### Instruction
Reproduce exactly the lines from the one containing "trace the outline of every instance of the red" through the last line of the data, both ends included.

### Task inputs
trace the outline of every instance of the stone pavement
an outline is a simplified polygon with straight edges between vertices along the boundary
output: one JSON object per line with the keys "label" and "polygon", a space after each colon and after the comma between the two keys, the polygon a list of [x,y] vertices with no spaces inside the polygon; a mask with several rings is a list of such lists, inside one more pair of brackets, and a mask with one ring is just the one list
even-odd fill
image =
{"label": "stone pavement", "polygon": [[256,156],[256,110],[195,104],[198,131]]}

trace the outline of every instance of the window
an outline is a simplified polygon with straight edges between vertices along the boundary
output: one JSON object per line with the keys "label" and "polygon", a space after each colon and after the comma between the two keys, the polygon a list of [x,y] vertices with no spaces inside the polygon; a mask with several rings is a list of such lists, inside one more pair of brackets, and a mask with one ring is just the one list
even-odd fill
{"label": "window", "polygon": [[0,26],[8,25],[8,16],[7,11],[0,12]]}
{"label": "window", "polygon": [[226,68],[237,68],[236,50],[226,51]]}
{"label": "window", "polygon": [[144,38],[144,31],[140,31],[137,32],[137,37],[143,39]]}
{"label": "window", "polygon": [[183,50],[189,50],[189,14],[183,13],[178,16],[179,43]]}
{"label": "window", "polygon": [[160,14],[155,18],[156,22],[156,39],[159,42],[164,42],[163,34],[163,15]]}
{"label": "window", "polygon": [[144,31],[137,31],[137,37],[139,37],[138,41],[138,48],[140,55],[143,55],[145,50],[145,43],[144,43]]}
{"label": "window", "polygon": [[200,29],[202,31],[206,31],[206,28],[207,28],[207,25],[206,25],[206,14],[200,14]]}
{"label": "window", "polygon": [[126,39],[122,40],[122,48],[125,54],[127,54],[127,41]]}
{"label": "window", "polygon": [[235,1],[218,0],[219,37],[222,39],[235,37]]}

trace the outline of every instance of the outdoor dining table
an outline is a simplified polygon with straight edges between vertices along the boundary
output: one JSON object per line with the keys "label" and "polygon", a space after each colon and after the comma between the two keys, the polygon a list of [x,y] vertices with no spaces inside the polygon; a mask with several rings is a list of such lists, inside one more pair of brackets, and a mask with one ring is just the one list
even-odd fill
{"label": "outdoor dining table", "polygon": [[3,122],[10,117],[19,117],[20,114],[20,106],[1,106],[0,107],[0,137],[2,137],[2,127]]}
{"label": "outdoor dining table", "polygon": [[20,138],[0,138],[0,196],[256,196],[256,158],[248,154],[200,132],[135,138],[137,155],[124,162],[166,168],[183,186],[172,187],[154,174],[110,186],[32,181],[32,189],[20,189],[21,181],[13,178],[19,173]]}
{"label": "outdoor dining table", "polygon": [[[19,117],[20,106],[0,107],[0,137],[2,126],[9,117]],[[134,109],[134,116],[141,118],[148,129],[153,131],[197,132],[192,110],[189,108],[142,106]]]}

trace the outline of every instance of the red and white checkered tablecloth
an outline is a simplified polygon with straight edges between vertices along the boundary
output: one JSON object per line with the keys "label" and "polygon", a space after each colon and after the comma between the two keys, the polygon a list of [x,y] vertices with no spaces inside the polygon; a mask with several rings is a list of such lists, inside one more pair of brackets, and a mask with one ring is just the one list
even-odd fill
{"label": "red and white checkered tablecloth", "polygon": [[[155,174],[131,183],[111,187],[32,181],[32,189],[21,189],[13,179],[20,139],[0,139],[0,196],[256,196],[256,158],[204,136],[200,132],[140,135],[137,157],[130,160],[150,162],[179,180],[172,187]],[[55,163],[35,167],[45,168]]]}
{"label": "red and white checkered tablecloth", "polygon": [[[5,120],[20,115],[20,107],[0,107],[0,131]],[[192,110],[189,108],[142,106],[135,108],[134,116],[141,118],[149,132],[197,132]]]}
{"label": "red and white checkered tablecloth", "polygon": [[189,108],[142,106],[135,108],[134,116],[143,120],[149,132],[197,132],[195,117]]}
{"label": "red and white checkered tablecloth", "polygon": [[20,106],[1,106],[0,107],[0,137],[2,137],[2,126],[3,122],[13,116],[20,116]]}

### Written answer
trace the outline of every instance of the red and white checkered tablecloth
an outline is a simplified polygon with straight edges between vertices along the boundary
output: one JSON object per line with the keys "label" and "polygon", a space after each colon and after the comma between the two keys, the polygon a list of [x,y] vertices with no spaces inside the polygon; a mask with several rings is a list of such lists, inside one more pair of brackets, and a mask with one ring is just the one list
even-odd fill
{"label": "red and white checkered tablecloth", "polygon": [[[155,174],[131,183],[111,187],[32,181],[32,189],[21,189],[13,179],[20,139],[0,139],[0,196],[256,196],[256,158],[204,136],[200,132],[140,135],[137,157],[130,160],[150,162],[179,180],[172,187]],[[55,163],[35,167],[45,168]]]}
{"label": "red and white checkered tablecloth", "polygon": [[[5,120],[20,115],[20,107],[0,107],[0,131]],[[192,110],[189,108],[142,106],[135,108],[134,116],[141,118],[149,132],[197,132]]]}
{"label": "red and white checkered tablecloth", "polygon": [[189,108],[142,106],[135,108],[134,116],[143,120],[149,132],[197,132],[195,117]]}
{"label": "red and white checkered tablecloth", "polygon": [[20,106],[1,106],[0,107],[0,137],[2,137],[2,126],[3,122],[13,116],[20,116]]}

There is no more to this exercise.